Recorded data
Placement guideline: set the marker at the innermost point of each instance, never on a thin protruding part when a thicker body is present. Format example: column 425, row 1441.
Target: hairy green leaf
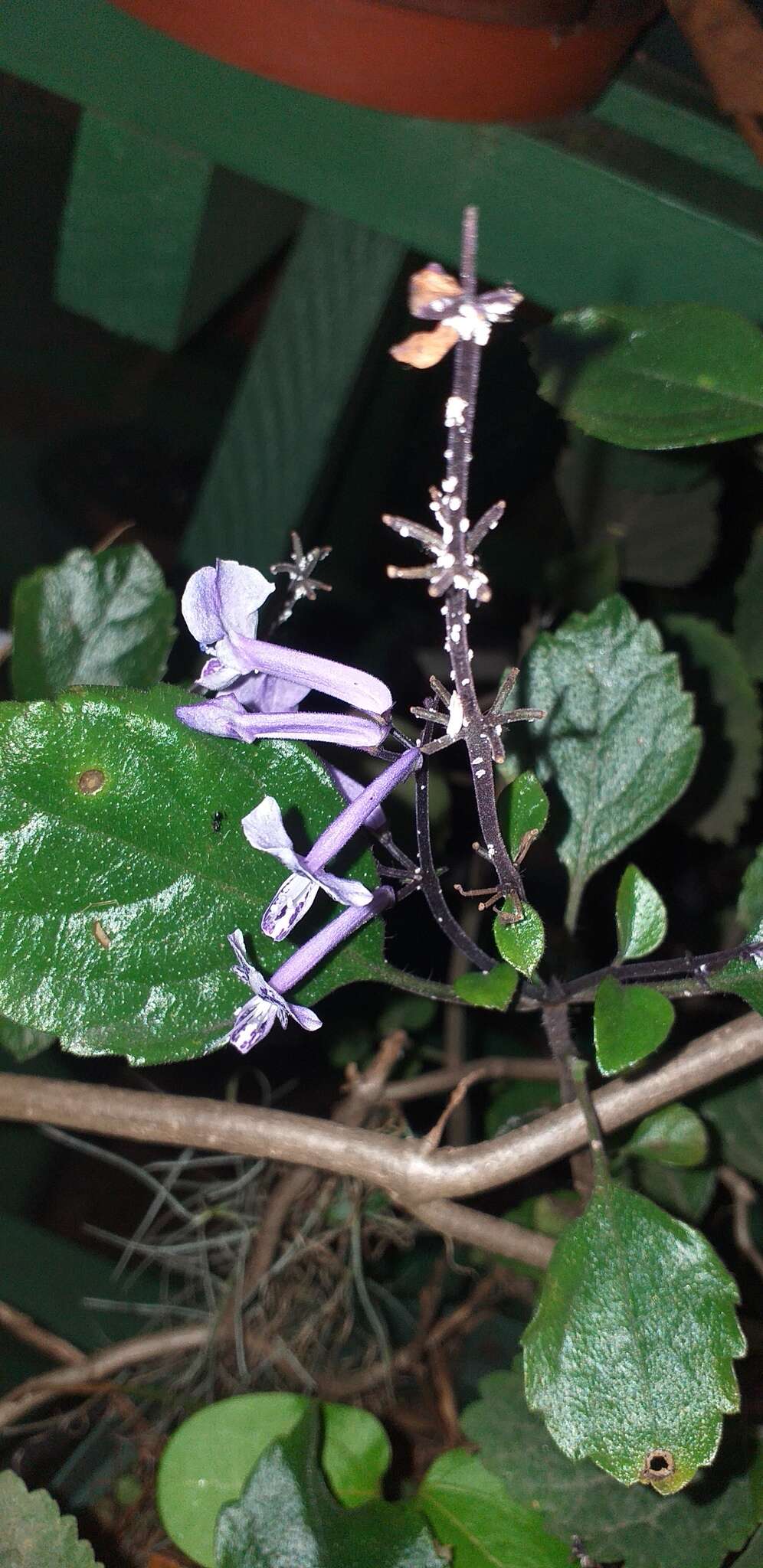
column 523, row 942
column 287, row 1515
column 630, row 1352
column 35, row 1534
column 493, row 988
column 641, row 916
column 471, row 1512
column 674, row 375
column 630, row 1021
column 91, row 619
column 522, row 811
column 693, row 1529
column 209, row 1457
column 673, row 1135
column 727, row 782
column 748, row 623
column 116, row 896
column 619, row 739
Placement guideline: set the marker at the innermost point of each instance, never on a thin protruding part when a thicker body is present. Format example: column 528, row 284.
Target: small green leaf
column 35, row 1534
column 619, row 739
column 641, row 916
column 748, row 622
column 727, row 782
column 522, row 811
column 21, row 1041
column 493, row 988
column 630, row 1021
column 630, row 1352
column 288, row 1517
column 693, row 1529
column 116, row 896
column 673, row 375
column 674, row 1135
column 91, row 619
column 470, row 1512
column 522, row 944
column 209, row 1457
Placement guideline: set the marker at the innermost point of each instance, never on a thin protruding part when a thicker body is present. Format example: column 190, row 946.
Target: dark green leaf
column 693, row 1529
column 748, row 623
column 288, row 1517
column 209, row 1457
column 685, row 1192
column 91, row 619
column 641, row 916
column 628, row 1357
column 674, row 1135
column 523, row 809
column 673, row 375
column 713, row 658
column 35, row 1534
column 493, row 988
column 619, row 739
column 22, row 1041
column 630, row 1021
column 471, row 1512
column 116, row 905
column 522, row 944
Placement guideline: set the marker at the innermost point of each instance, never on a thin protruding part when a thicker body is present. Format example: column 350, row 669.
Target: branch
column 377, row 1159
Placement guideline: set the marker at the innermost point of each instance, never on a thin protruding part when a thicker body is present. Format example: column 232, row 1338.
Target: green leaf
column 522, row 811
column 522, row 944
column 693, row 1529
column 673, row 375
column 209, row 1457
column 471, row 1512
column 641, row 916
column 674, row 1135
column 115, row 905
column 628, row 1355
column 619, row 739
column 493, row 988
column 685, row 1192
column 748, row 622
column 727, row 781
column 630, row 1021
column 22, row 1041
column 91, row 619
column 35, row 1534
column 288, row 1517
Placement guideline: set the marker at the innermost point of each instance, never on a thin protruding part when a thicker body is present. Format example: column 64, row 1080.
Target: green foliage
column 693, row 1529
column 91, row 619
column 673, row 1135
column 471, row 1512
column 674, row 375
column 116, row 903
column 288, row 1515
column 493, row 988
column 710, row 656
column 619, row 739
column 35, row 1534
column 748, row 623
column 523, row 942
column 630, row 1021
column 641, row 916
column 630, row 1352
column 209, row 1457
column 522, row 809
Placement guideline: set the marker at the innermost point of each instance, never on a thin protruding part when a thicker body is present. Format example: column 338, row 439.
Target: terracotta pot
column 514, row 60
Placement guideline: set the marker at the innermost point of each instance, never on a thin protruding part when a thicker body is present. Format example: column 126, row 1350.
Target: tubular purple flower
column 267, row 1004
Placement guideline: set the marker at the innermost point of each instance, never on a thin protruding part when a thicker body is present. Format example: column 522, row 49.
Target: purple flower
column 266, row 831
column 267, row 1004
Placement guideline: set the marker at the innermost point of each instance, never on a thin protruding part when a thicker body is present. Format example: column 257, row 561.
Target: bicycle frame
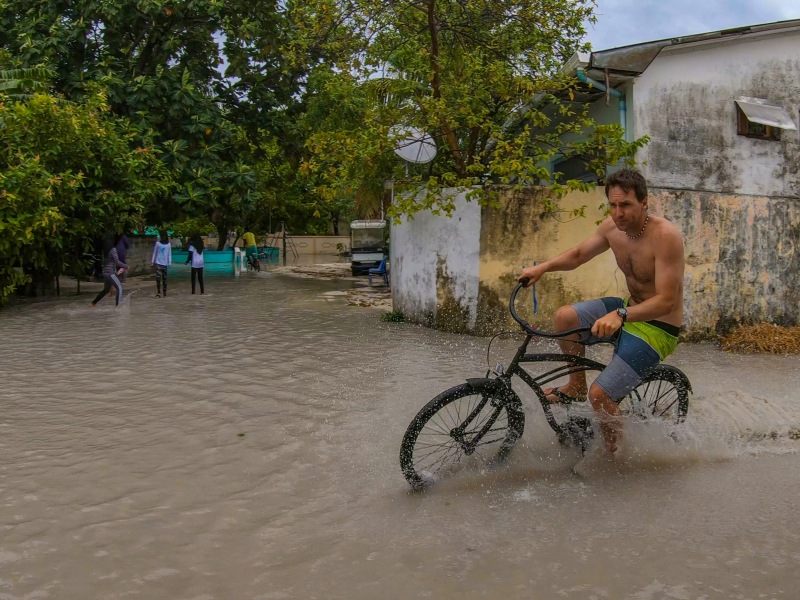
column 571, row 364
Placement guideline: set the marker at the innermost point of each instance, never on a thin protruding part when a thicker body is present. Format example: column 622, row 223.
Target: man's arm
column 669, row 265
column 573, row 258
column 669, row 276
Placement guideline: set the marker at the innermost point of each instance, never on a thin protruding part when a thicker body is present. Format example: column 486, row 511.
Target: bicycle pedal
column 579, row 431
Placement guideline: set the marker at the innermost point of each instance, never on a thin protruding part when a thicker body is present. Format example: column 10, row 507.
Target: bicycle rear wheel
column 664, row 394
column 460, row 427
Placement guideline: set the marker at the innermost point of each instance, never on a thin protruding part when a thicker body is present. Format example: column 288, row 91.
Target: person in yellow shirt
column 249, row 241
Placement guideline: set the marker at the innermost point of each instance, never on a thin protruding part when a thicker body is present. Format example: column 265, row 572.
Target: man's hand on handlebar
column 531, row 274
column 606, row 326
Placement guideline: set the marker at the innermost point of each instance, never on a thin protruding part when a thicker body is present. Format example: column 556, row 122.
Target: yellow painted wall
column 518, row 231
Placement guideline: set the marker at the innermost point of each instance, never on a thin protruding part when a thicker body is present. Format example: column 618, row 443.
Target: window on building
column 573, row 168
column 760, row 118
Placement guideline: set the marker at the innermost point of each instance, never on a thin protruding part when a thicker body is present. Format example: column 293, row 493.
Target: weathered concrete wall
column 434, row 266
column 685, row 102
column 517, row 233
column 741, row 264
column 457, row 274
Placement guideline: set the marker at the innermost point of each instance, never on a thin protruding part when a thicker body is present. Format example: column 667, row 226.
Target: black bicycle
column 480, row 421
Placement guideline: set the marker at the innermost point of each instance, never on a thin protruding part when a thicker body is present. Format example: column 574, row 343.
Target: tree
column 481, row 76
column 68, row 173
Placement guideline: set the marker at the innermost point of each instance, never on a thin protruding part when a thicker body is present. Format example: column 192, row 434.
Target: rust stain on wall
column 451, row 314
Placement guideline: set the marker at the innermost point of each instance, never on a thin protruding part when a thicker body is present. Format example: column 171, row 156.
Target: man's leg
column 607, row 411
column 633, row 360
column 567, row 318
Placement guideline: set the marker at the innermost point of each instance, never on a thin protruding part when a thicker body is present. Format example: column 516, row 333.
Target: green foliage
column 393, row 316
column 482, row 78
column 68, row 173
column 186, row 228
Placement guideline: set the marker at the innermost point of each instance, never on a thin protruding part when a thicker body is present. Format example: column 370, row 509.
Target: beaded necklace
column 633, row 237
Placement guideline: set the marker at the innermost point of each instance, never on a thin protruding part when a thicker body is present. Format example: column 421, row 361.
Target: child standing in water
column 112, row 268
column 197, row 260
column 161, row 259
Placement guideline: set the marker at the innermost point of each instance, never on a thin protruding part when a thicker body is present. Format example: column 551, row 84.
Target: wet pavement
column 244, row 444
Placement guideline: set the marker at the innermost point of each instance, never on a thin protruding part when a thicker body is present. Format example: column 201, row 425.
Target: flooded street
column 244, row 444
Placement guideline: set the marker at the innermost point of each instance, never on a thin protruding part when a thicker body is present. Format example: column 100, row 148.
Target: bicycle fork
column 499, row 396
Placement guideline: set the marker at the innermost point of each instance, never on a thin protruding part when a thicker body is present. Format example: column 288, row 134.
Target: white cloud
column 624, row 22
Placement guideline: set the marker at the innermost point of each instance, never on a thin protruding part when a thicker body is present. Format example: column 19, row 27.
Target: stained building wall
column 456, row 274
column 685, row 102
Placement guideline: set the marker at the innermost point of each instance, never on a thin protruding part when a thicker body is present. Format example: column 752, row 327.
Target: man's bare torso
column 636, row 258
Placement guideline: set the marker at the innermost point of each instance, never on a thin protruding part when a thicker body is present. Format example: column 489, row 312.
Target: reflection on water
column 243, row 444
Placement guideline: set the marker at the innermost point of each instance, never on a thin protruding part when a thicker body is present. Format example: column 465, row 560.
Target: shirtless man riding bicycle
column 649, row 251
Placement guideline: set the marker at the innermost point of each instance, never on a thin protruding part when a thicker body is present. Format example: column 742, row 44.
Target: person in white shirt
column 198, row 262
column 161, row 259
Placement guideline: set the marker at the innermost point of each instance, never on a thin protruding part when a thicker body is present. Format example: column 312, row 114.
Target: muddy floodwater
column 244, row 444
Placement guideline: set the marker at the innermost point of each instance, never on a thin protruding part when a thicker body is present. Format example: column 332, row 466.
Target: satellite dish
column 413, row 145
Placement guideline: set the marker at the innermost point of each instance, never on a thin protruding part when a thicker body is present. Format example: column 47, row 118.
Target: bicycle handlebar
column 527, row 327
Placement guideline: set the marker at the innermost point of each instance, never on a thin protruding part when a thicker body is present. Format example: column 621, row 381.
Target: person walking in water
column 161, row 259
column 249, row 242
column 113, row 267
column 198, row 262
column 122, row 245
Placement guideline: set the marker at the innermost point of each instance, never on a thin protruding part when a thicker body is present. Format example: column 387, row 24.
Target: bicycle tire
column 664, row 394
column 430, row 449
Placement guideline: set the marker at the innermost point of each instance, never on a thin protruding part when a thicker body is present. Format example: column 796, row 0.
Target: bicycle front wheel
column 461, row 427
column 664, row 394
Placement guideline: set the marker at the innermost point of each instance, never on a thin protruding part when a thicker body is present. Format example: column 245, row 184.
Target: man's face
column 627, row 212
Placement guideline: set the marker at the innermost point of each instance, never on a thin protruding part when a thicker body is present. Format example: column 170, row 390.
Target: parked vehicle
column 367, row 245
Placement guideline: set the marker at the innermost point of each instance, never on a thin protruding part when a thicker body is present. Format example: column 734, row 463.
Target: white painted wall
column 685, row 102
column 420, row 245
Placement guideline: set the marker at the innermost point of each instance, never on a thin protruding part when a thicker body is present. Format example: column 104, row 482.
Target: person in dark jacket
column 112, row 268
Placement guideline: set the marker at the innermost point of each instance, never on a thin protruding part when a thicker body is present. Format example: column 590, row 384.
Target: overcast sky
column 624, row 22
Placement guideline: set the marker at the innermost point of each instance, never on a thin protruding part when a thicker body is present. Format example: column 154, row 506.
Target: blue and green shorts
column 641, row 346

# About this task
The answer is the lines above, word for word, from the first one through the one containing "190, row 946."; it includes no pictures.

# Problem solution
Placement guideline: set the marker at the innermost point of each instance, never on a thin protruding part when a thicker body is present. Format example: column 425, row 1441.
Target: hairy green leaf
column 523, row 942
column 287, row 1515
column 630, row 1352
column 35, row 1534
column 493, row 988
column 641, row 916
column 471, row 1512
column 674, row 375
column 630, row 1021
column 91, row 619
column 522, row 811
column 693, row 1529
column 209, row 1457
column 673, row 1135
column 727, row 782
column 748, row 623
column 116, row 896
column 619, row 739
Placement guideline: set the marker at the innermost point of each instance, never on a thin protruding part when a thicker body is present. Format example: column 528, row 284.
Target: small green leaf
column 35, row 1534
column 619, row 739
column 641, row 916
column 748, row 622
column 727, row 782
column 522, row 811
column 21, row 1041
column 493, row 988
column 630, row 1021
column 630, row 1352
column 288, row 1517
column 693, row 1529
column 116, row 896
column 673, row 375
column 674, row 1135
column 91, row 619
column 470, row 1512
column 522, row 944
column 209, row 1457
Placement guideline: set the marker at the innermost point of each instance, never on a thin protruding part when a thicker body is present. Format example: column 190, row 946.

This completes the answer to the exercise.